## PROBLEM TO SOLVE:
Can you copy the lines from the one that contains "of the climbing" through the end of the material below, exactly and with nothing else?

Records from a point labeling set

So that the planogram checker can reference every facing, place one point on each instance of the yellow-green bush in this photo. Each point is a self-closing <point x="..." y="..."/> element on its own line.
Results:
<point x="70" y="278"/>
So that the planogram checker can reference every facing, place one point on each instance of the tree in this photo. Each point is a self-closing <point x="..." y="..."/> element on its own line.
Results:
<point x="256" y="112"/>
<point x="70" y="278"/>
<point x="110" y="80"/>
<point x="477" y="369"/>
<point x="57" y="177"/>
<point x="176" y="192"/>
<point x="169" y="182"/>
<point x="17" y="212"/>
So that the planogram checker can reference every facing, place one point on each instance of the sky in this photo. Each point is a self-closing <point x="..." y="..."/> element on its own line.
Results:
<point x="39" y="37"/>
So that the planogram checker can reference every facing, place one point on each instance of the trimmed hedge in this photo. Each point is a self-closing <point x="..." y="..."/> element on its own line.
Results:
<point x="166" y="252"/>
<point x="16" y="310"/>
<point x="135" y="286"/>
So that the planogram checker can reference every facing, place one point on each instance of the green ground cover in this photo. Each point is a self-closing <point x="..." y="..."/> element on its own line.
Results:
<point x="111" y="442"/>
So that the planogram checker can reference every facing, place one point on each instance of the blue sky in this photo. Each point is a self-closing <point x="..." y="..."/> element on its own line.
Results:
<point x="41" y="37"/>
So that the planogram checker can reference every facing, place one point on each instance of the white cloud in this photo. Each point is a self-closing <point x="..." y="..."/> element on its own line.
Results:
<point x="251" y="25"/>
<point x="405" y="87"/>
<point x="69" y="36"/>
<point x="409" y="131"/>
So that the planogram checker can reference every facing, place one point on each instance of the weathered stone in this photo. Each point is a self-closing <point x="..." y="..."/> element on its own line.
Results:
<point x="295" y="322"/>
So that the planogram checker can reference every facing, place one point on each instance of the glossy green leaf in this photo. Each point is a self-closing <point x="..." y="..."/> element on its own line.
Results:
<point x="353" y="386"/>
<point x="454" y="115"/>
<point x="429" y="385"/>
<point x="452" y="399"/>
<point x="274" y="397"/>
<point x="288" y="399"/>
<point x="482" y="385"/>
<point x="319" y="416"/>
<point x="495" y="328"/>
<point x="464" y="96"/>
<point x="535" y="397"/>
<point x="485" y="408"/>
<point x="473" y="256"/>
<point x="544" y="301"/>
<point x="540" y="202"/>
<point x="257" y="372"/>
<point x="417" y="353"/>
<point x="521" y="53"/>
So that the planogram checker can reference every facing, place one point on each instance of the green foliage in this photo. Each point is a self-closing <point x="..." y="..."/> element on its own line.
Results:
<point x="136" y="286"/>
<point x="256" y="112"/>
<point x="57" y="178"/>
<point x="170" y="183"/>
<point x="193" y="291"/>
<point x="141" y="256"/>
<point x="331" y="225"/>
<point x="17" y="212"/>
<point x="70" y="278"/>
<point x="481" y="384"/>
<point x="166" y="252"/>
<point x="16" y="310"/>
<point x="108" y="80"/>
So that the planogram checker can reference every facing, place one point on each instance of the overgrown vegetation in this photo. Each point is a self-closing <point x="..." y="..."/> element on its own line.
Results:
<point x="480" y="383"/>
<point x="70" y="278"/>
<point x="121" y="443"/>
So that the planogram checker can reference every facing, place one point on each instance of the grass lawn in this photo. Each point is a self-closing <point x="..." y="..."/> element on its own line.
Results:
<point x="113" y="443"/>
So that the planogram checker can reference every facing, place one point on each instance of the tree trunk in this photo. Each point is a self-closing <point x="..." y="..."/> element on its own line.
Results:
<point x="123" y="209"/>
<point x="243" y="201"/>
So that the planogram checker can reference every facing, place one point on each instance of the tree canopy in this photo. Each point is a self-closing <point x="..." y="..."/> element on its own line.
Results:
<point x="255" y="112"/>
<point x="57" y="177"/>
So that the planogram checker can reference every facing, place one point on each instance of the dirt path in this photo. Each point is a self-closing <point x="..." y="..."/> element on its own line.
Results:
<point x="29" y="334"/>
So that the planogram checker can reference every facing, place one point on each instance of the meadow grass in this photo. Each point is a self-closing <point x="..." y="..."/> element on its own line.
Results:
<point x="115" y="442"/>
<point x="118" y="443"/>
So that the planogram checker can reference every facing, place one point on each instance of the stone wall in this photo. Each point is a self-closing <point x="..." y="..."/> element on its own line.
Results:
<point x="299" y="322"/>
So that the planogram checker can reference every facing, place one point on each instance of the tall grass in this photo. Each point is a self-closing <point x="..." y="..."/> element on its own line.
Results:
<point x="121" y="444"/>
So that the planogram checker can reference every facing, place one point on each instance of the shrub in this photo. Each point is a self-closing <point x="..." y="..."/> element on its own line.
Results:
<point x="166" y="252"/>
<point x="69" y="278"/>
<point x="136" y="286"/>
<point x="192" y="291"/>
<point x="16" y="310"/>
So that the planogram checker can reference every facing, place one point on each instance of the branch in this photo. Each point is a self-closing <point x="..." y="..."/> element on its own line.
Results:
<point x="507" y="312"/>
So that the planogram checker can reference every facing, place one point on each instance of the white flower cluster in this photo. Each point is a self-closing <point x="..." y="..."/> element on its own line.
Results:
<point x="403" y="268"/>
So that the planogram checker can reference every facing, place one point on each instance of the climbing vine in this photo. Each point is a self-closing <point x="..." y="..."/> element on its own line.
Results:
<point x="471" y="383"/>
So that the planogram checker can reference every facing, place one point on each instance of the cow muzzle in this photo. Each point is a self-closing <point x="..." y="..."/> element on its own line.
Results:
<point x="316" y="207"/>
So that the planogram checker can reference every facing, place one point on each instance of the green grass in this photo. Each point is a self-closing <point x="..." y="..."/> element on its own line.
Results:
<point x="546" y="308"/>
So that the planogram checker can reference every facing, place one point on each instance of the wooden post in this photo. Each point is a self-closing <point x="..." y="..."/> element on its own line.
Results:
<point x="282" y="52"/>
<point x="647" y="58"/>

## OUTPUT FOR THIS TASK:
So that the planogram checker can reference every facing, place one point on each instance of the climbing vine in this photo. Each point is a self-closing <point x="..." y="..."/> element on its own line.
Results:
<point x="471" y="383"/>
So that the planogram checker can reference every facing, place one point on each instance of the cow muzzle in this photo. Each point is a self-closing <point x="..." y="..."/> element on its own line.
Results:
<point x="316" y="207"/>
So that the planogram checker can reference every facing, place one point on each instance of the green grass in this photo. Each point is a self-closing <point x="..." y="..."/> element on its own line.
Results:
<point x="546" y="308"/>
So that the planogram checker can reference every facing, place one point on each instance of the wooden post in this photo. Each point is a self-closing <point x="..." y="..."/> element on its own line.
Results:
<point x="282" y="52"/>
<point x="647" y="58"/>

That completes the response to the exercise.